Referring expression pointing data
--- START ---
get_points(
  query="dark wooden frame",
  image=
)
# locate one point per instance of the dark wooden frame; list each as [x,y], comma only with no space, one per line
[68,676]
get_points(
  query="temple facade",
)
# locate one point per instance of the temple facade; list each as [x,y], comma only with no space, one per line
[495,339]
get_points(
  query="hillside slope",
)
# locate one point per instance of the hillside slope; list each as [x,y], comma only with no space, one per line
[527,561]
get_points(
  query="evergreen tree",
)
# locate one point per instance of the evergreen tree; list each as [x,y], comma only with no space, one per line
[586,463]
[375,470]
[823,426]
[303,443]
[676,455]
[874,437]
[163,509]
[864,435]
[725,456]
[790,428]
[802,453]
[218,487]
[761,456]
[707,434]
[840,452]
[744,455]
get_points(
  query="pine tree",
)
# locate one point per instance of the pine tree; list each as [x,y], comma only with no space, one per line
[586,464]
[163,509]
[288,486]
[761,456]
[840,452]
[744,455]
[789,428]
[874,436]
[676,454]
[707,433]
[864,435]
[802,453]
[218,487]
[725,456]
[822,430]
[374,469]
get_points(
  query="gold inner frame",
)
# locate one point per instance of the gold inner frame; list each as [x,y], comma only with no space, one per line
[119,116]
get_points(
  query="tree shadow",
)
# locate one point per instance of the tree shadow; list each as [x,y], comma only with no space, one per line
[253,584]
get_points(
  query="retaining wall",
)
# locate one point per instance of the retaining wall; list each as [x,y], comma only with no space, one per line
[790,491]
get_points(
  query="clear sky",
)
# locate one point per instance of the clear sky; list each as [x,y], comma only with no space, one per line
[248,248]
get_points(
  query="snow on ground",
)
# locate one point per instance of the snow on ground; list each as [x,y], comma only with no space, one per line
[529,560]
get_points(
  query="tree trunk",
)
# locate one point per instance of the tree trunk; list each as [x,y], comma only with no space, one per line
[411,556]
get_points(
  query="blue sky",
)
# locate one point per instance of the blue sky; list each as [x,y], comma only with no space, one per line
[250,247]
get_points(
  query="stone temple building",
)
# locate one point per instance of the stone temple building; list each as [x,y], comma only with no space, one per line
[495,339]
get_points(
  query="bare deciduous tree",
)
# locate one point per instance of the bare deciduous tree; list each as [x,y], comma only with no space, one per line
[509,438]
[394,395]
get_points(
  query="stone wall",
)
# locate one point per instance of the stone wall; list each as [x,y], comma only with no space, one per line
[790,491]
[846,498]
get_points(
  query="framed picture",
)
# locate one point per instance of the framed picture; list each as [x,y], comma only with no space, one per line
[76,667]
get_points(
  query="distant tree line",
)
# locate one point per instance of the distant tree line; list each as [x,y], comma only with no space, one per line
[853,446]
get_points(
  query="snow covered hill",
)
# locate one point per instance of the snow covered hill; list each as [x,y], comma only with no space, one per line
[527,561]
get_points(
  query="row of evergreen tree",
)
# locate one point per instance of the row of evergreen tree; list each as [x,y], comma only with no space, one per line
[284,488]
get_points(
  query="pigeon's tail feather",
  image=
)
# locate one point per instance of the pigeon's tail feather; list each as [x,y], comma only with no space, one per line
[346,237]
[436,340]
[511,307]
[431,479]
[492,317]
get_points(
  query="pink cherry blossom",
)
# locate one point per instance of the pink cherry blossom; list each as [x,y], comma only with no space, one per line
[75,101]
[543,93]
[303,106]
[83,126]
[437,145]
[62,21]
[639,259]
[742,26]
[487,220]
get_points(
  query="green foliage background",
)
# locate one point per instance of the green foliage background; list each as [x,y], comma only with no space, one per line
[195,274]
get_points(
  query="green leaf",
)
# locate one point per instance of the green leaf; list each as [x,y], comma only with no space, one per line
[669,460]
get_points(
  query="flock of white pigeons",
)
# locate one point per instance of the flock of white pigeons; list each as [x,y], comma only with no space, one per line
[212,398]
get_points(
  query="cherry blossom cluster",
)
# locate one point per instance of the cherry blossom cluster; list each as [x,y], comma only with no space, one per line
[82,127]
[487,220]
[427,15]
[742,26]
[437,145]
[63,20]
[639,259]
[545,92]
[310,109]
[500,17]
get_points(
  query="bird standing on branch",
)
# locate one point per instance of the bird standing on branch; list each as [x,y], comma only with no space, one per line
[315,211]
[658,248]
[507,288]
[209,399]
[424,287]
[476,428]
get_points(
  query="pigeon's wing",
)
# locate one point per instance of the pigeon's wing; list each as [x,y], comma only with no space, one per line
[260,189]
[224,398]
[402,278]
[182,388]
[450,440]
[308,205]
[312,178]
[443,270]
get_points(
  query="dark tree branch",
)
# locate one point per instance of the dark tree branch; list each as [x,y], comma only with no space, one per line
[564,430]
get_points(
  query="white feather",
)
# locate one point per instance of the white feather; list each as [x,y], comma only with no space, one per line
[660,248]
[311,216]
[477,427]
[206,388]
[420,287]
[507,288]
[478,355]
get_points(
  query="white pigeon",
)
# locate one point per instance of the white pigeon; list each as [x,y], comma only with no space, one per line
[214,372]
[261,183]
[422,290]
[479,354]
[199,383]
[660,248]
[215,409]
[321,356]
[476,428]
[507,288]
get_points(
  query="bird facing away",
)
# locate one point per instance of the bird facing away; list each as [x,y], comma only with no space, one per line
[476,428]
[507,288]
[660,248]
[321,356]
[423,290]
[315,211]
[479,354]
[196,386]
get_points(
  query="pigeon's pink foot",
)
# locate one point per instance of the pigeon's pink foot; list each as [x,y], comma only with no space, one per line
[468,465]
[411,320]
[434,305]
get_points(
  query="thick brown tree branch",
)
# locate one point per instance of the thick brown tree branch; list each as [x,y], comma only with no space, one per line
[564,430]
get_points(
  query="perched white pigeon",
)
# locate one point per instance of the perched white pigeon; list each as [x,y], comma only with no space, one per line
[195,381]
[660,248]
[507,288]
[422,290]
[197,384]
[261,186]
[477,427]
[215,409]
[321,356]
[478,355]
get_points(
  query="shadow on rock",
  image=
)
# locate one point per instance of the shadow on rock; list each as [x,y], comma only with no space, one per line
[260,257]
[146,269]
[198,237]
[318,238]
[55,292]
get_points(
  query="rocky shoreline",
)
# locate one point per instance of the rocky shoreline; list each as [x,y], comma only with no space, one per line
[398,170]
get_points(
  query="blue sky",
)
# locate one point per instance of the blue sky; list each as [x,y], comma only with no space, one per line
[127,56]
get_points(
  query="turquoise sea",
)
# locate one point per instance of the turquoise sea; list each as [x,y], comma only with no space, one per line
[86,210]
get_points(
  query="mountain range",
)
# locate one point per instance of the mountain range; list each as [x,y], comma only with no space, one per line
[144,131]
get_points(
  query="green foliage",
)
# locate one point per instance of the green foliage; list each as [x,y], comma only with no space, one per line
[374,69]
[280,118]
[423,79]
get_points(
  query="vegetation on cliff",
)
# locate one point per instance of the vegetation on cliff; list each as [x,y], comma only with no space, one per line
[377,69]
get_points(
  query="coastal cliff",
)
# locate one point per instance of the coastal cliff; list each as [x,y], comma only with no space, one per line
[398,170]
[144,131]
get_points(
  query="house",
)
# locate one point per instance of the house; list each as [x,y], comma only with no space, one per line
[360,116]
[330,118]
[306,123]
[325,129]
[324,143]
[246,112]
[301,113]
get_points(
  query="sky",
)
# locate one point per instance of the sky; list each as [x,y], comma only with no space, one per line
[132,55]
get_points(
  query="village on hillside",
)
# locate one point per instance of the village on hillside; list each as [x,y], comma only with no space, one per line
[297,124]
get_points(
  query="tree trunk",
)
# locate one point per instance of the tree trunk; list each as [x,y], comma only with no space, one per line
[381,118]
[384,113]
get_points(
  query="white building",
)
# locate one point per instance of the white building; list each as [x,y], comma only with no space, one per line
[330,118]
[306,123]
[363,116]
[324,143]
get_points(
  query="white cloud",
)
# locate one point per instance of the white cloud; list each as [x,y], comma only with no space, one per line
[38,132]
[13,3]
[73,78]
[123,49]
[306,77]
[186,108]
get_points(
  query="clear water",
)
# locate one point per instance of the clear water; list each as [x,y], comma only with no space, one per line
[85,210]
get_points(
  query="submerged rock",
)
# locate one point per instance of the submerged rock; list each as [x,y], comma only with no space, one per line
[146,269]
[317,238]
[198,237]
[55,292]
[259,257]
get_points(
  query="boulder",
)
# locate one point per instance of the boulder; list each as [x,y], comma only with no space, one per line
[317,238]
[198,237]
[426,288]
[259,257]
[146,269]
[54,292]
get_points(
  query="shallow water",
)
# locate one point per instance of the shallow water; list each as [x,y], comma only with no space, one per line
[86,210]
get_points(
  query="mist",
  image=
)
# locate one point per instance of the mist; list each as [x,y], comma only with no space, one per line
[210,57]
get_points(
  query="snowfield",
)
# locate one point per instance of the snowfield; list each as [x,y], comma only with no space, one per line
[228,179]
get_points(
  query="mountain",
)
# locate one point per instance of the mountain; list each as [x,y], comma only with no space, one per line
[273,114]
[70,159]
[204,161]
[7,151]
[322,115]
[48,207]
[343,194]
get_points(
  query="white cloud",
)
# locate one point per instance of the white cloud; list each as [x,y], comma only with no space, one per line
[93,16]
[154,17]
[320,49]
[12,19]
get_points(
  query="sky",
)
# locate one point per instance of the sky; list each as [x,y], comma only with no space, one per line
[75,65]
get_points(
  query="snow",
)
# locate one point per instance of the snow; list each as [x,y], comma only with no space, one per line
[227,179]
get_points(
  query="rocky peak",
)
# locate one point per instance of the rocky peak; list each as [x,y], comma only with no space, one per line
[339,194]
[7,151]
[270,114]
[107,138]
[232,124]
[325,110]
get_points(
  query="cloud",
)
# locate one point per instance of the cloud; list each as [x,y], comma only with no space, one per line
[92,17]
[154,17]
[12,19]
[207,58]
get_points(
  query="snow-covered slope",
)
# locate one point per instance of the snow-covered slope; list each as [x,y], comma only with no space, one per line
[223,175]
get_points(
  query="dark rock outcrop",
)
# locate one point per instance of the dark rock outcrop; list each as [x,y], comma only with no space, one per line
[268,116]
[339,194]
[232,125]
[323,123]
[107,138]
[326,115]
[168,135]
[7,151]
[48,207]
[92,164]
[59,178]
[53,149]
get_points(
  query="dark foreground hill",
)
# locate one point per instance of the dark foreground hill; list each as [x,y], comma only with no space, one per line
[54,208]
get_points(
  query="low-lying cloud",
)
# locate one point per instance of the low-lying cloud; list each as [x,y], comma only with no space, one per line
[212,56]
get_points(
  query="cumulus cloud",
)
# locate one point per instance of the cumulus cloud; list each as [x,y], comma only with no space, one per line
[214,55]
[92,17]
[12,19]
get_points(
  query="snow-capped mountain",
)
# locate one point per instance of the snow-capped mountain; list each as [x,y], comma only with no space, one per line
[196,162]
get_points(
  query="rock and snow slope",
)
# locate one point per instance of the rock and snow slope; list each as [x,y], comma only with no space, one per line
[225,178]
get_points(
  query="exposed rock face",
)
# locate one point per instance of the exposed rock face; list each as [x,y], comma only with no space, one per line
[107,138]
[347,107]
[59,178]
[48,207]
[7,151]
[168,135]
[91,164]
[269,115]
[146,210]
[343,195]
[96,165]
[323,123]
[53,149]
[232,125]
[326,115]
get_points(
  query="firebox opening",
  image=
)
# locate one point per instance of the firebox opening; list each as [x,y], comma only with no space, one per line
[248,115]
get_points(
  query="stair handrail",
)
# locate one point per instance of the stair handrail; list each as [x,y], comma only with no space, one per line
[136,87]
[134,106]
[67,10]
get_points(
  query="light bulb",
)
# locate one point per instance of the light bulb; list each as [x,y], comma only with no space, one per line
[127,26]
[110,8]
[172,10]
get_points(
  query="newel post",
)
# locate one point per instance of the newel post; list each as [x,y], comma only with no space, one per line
--- END ---
:: Work request ::
The answer should consist of all lines from the records above that hold the word "post".

:: Your solution ::
  query="newel post",
# locate one point per instance of the newel post; list each as [x,y], comma only with no space, one per line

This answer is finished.